[Advaita-l] satyam jnanam anantam brahman

Vidyasankar Sundaresan svidyasankar at hotmail.com
Wed Dec 1 12:40:22 CST 2010

Brahman-Atman is never an object. So unlike the lotus-cactus example you
make, your mind can never really take the form of Brahman. All the mind
has to do, which is at once the most simple answer and the most difficult
to achieve, is to get out of the way and stop superimposing itself upon

jnAna that is brahman is never jnAna "of" an object. It just IS. That is
the most that can be said of the matter - yato vAco nivartante aprApya
manasA saha. All your attempts at defining relationships between satya
and jnAna, jnAna and ananta, ananta and Ananda, Ananda and satya, etc.

# Tasks to complete
a) In the post on satyam jnanam anantam brahman, what is Brahman-Atman said never to be?
b) Show every line of the listing that contains the string "pony".

# Data supplied
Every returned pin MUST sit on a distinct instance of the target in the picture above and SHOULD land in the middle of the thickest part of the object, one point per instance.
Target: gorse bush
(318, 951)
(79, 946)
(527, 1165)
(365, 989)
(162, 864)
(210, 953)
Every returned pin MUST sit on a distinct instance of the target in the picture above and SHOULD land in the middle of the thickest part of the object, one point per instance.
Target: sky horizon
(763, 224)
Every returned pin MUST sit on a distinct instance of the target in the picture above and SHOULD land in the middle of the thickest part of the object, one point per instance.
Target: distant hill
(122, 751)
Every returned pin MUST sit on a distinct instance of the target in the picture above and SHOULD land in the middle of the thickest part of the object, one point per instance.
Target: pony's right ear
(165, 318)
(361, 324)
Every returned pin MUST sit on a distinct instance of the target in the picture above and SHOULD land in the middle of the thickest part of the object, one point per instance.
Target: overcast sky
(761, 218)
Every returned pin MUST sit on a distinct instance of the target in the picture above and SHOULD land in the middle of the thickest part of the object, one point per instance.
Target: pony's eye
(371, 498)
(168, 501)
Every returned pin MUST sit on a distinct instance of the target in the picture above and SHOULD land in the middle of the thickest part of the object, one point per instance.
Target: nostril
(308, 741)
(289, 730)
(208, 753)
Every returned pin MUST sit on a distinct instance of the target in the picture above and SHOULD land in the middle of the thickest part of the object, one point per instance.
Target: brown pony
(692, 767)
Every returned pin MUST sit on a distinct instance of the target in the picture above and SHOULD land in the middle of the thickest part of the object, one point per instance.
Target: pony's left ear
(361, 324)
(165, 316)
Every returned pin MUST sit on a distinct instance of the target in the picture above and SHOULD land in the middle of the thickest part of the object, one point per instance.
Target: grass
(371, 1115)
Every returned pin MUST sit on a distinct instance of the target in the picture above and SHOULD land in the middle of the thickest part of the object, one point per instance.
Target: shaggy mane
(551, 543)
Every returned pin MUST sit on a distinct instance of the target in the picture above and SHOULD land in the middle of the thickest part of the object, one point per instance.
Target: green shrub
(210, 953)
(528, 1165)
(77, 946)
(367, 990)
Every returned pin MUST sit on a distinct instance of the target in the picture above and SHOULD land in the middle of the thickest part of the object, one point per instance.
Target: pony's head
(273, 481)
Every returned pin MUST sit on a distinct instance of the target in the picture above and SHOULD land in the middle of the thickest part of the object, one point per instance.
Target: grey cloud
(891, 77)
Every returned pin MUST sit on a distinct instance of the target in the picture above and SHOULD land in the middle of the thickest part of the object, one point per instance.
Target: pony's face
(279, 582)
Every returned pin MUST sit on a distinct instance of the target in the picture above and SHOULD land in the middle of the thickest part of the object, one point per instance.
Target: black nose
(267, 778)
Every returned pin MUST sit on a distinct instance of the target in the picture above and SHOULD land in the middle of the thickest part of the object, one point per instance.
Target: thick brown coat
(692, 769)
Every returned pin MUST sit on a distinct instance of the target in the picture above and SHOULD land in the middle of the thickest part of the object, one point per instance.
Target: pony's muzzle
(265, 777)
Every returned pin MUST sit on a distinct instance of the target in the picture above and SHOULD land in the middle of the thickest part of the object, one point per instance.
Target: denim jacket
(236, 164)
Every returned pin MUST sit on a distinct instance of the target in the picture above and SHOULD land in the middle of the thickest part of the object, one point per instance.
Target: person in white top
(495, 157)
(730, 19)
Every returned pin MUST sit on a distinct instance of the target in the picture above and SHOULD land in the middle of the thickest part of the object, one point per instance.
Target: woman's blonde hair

# Task responses
a) An object.

b)
Target: pony's right ear
Target: pony's eye
Target: brown pony
Target: pony's left ear
Target: pony's head
Target: pony's face
Target: pony's muzzle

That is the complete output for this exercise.